:: MATERIAL PROVIDED ::

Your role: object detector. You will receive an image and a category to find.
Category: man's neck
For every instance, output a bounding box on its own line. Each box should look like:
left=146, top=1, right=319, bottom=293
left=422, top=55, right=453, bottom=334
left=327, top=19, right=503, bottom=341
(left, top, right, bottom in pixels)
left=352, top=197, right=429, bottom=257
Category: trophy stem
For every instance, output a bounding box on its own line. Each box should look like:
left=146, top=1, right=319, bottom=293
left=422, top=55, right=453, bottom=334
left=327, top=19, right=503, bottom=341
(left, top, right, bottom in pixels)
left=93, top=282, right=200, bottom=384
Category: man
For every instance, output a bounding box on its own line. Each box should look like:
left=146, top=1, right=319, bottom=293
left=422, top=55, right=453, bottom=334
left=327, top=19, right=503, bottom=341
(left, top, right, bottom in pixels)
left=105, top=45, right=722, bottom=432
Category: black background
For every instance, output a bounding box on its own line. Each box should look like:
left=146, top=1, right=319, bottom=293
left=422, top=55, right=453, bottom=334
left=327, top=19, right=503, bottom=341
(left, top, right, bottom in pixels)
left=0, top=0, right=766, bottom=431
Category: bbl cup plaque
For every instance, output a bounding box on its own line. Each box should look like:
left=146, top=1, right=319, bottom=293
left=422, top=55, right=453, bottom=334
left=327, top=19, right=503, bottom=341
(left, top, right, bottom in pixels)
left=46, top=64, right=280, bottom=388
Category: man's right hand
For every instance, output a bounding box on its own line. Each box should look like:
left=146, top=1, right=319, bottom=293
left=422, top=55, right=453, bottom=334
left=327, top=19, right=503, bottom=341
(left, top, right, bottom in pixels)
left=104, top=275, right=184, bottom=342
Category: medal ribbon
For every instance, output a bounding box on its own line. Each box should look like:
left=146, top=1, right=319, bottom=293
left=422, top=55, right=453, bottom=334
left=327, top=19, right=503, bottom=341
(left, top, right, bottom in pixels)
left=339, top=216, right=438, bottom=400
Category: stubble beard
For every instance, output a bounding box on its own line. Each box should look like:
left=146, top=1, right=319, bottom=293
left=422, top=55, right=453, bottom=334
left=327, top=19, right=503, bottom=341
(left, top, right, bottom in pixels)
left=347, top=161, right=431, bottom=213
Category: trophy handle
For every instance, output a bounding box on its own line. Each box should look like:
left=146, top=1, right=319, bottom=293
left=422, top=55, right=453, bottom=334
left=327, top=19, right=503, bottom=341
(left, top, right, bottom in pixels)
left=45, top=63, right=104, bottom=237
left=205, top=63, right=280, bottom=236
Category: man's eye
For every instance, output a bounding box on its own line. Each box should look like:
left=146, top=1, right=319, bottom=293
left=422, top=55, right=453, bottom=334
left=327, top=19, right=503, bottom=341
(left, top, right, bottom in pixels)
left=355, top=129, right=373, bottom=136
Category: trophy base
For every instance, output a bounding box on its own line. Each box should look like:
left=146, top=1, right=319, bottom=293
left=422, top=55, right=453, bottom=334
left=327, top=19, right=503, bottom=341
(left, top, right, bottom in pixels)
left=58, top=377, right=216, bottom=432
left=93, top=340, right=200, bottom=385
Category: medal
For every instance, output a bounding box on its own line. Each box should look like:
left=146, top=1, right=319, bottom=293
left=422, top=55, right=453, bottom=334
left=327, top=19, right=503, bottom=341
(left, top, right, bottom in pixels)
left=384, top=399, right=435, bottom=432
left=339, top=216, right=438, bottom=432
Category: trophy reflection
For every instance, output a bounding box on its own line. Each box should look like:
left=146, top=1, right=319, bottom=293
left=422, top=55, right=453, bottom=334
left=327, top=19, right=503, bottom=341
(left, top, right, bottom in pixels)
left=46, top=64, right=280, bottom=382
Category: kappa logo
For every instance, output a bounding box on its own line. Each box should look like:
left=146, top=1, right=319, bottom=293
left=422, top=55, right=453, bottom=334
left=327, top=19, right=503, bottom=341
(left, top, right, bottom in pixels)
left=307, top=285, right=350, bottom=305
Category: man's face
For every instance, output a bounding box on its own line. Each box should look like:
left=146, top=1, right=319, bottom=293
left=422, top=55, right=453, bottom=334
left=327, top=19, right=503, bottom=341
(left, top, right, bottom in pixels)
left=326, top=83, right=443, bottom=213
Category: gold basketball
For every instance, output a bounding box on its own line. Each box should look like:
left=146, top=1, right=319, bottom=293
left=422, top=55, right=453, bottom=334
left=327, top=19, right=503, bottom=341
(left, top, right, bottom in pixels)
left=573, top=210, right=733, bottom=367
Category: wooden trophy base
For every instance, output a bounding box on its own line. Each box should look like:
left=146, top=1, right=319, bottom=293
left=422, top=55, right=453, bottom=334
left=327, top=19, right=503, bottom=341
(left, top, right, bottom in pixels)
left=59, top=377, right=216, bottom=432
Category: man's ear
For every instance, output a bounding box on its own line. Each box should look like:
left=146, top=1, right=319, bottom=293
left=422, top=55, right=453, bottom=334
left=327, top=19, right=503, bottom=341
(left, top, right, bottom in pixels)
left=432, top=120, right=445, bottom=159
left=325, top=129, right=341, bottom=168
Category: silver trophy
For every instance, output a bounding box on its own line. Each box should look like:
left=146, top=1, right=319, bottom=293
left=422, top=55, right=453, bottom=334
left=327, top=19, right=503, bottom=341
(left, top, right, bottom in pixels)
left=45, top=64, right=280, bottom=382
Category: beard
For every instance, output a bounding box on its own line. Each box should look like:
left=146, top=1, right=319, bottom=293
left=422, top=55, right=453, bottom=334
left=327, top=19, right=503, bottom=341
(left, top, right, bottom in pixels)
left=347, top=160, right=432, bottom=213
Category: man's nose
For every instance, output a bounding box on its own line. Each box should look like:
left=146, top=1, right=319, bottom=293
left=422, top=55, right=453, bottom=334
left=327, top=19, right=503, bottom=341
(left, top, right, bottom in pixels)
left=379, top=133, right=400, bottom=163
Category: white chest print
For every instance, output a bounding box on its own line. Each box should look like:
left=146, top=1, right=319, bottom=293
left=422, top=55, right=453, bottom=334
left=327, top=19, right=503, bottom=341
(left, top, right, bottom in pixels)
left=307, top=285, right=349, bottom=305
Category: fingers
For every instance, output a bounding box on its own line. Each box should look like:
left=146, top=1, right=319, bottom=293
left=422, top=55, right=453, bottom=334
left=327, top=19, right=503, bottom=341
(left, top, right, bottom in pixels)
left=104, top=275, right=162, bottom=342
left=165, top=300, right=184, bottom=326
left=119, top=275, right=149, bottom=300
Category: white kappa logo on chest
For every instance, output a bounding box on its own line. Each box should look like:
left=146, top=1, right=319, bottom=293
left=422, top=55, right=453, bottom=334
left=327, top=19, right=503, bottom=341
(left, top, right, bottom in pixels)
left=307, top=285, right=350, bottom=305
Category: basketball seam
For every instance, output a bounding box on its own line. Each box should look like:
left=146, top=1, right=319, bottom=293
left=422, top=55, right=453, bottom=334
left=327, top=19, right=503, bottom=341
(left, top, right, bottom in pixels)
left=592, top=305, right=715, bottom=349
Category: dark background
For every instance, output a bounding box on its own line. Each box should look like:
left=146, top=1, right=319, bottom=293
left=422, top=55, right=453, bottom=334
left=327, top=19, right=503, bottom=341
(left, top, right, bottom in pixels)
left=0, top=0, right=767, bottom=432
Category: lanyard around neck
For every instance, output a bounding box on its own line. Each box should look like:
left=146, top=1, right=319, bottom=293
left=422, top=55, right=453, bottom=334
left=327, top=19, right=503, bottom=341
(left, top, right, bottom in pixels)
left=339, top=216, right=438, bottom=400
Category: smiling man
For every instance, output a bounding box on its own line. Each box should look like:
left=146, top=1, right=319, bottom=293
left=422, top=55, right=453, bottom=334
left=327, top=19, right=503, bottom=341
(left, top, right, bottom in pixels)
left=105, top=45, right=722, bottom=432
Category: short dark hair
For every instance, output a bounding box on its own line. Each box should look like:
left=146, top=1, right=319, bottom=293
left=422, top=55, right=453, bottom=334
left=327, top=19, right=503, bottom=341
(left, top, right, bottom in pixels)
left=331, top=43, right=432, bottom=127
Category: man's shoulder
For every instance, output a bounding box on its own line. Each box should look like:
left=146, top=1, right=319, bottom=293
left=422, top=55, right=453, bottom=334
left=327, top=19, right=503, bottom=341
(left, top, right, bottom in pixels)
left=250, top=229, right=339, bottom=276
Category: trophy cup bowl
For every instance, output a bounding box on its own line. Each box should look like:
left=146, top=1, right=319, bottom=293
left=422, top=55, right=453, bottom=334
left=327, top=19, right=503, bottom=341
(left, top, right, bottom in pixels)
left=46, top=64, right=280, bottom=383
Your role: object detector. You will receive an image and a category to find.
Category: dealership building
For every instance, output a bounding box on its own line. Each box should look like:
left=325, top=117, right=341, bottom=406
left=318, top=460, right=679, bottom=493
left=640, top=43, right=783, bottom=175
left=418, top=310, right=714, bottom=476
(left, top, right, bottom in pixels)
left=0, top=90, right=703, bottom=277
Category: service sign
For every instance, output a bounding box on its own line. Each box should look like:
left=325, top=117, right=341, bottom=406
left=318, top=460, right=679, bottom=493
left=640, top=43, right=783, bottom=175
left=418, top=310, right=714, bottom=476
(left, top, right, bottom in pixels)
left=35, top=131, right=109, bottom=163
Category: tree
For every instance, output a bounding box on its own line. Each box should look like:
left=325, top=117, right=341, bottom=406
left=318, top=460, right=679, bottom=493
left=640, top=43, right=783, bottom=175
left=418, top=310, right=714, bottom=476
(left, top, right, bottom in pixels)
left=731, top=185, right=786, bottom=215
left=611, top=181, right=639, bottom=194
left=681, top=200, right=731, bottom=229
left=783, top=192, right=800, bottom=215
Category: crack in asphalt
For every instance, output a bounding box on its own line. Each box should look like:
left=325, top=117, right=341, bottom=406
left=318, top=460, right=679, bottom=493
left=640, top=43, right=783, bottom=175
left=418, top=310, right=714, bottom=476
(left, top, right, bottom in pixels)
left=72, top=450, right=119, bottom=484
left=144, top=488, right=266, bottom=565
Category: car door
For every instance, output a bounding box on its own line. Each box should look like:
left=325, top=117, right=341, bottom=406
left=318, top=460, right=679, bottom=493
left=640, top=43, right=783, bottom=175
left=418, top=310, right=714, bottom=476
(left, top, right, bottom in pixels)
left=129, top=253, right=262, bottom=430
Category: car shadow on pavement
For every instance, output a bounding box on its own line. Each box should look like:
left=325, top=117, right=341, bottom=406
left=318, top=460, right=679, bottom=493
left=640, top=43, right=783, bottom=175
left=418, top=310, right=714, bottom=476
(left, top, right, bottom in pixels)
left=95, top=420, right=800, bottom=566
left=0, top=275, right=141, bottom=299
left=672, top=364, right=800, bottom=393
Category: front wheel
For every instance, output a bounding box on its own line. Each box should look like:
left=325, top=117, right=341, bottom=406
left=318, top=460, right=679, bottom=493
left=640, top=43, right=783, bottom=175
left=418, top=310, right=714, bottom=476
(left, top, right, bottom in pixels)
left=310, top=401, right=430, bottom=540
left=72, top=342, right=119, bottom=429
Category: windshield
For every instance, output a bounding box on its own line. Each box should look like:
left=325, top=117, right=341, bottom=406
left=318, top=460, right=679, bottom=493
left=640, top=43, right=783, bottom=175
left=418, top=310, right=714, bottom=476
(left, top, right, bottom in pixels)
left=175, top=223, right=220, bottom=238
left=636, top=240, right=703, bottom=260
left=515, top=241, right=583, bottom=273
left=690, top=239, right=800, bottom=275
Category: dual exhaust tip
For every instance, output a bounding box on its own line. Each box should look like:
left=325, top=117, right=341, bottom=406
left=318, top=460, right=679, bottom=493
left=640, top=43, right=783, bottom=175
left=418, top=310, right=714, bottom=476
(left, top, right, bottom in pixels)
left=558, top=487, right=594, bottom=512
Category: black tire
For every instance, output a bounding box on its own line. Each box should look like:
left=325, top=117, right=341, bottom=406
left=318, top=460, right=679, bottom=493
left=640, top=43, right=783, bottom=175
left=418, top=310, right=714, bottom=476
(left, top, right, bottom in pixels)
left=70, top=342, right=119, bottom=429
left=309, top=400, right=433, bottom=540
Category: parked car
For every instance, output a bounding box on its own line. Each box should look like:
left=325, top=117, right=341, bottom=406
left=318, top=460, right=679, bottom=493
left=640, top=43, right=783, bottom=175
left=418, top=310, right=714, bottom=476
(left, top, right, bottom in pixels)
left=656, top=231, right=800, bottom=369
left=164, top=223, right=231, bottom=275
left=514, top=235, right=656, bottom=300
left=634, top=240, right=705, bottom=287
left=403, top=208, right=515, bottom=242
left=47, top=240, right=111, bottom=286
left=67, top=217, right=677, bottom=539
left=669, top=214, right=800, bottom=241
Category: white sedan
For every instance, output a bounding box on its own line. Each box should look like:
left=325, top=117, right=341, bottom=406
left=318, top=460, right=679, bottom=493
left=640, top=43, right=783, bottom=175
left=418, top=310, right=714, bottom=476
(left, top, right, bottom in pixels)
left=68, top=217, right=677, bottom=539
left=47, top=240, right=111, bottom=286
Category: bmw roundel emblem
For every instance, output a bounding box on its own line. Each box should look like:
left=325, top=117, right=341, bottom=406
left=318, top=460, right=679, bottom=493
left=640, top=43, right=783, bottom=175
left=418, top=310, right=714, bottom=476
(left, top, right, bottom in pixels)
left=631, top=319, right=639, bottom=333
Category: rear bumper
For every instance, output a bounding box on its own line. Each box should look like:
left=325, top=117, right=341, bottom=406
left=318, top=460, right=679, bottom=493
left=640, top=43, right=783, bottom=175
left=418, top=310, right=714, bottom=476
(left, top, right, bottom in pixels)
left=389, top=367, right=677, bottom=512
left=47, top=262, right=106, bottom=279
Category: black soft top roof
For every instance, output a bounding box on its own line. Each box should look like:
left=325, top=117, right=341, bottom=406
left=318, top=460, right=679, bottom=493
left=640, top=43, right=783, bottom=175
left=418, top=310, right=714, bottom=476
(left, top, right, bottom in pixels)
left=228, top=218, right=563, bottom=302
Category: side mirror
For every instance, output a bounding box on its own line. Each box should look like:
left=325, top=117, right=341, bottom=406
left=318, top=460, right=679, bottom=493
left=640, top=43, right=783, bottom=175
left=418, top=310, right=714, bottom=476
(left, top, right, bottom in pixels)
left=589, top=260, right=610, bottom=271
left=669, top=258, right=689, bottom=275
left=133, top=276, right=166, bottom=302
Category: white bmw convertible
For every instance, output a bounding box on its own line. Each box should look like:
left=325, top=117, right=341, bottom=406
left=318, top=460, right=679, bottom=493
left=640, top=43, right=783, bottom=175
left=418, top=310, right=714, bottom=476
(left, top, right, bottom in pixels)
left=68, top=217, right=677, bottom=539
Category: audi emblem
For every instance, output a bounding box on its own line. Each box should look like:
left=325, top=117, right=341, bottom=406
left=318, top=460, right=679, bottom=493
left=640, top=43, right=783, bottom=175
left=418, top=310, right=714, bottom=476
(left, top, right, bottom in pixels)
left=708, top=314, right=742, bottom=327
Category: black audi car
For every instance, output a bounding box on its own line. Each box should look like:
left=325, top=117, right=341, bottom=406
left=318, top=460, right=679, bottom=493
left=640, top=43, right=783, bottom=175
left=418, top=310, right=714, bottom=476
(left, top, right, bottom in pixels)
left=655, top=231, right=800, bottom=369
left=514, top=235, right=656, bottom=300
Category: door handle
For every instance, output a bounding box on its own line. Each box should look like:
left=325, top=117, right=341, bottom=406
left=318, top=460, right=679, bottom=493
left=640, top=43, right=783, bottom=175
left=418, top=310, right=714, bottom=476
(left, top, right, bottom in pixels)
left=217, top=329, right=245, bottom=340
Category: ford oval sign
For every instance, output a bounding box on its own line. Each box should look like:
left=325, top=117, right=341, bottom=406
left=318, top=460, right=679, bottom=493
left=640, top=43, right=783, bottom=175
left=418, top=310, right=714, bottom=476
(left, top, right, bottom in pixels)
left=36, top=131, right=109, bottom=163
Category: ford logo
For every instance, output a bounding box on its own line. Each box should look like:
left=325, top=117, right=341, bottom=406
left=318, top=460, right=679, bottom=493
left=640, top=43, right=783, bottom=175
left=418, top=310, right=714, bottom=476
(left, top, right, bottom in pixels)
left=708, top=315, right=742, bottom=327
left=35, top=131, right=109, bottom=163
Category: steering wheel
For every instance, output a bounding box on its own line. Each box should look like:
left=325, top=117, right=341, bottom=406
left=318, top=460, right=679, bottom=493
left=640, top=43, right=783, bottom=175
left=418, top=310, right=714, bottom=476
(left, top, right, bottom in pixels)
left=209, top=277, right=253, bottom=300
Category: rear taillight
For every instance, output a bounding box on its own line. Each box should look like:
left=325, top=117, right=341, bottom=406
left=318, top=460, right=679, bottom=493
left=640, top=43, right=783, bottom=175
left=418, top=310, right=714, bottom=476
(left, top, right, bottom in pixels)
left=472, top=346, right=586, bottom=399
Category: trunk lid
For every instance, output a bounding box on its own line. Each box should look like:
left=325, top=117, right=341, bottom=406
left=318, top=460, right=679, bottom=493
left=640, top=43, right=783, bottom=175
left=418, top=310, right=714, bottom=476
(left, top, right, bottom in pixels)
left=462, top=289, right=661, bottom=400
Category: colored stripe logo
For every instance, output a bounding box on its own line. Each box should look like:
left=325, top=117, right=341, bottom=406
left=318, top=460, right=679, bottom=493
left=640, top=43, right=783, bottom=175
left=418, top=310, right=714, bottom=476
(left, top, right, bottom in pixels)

:: DIRECTIVE ::
Count the lines of the items above that contain the string "neck", treating case as significant, and give only the number.

:: PROBLEM SOLUTION ::
2